═════ GIVEN RECORDS

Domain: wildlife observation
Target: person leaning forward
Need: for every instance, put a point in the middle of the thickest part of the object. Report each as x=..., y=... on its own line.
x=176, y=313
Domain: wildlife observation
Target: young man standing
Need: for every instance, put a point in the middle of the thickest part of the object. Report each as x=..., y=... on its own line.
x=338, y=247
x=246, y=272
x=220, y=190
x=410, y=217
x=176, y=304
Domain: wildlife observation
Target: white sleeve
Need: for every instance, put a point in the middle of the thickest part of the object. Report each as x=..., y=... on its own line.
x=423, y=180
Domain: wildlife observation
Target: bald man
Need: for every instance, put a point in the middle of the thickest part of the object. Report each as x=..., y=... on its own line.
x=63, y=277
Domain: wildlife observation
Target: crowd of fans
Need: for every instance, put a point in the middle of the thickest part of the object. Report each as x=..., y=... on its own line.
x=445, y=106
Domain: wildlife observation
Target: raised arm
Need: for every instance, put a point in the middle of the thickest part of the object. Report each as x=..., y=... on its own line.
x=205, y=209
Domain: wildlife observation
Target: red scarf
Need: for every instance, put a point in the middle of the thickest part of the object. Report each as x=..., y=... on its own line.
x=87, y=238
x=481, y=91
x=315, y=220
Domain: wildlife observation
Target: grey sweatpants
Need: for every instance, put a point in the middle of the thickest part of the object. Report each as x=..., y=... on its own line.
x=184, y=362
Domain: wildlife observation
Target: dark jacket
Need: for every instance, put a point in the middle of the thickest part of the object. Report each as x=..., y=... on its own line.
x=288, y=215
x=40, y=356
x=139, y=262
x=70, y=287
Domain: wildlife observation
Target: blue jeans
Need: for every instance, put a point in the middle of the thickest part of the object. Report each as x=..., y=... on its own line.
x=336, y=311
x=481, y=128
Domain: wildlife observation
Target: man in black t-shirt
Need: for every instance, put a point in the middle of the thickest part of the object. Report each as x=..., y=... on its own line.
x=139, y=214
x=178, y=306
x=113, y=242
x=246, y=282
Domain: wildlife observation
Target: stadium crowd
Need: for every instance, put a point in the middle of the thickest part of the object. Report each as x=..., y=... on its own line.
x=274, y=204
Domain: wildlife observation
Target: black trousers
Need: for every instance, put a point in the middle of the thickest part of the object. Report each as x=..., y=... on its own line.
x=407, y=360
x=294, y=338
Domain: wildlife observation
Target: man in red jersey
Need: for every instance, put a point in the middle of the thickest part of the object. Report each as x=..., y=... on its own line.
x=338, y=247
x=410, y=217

══════════
═════ GIVEN RECORDS

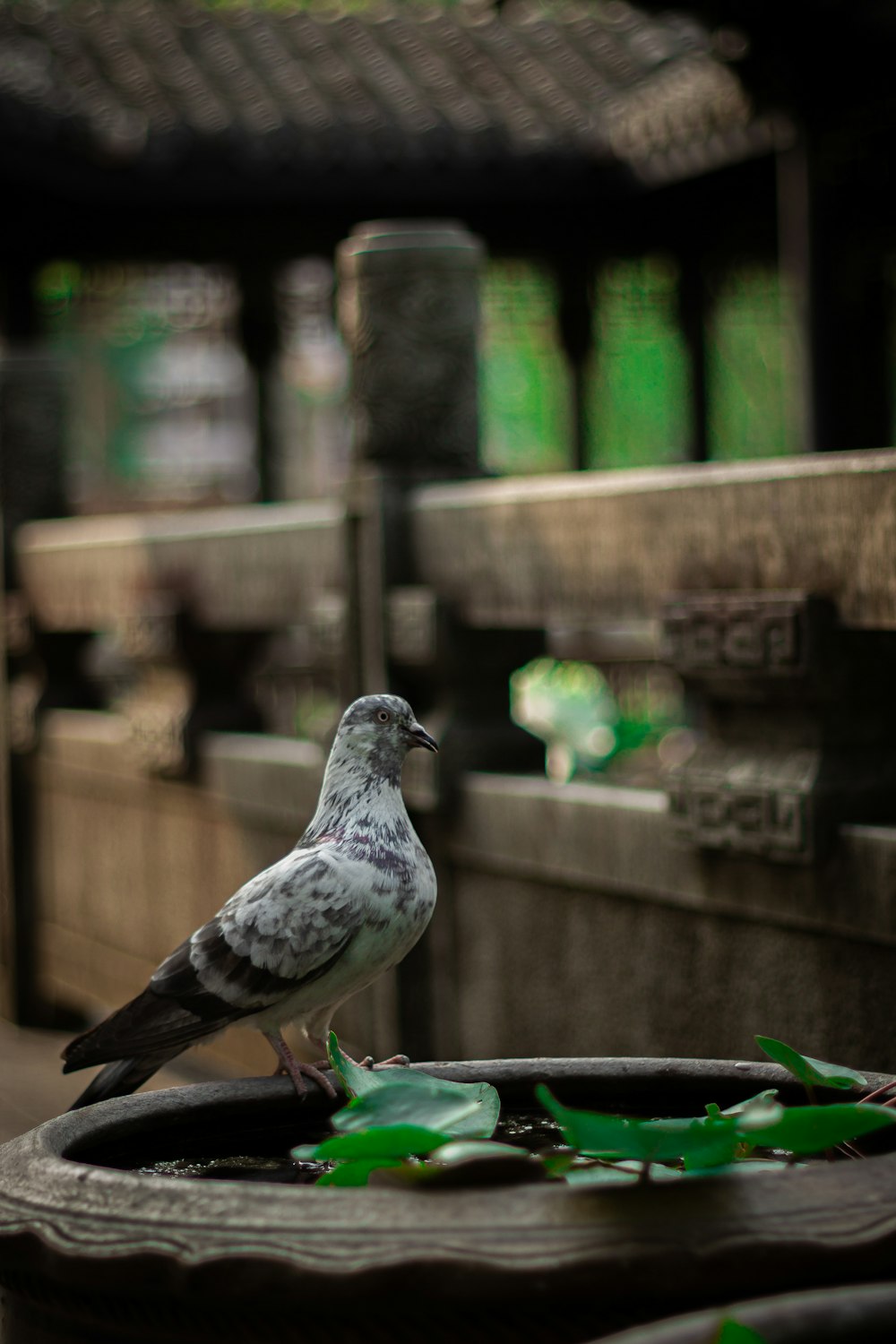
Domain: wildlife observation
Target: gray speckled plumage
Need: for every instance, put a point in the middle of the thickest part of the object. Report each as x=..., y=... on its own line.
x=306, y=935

══════════

* WHAT YOU WILL DO *
Report every line above that contains the string "black", copying each one in full. Case counts.

* RESPONSE TO THIS TASK *
Target: man in black t-shirt
Target: black trousers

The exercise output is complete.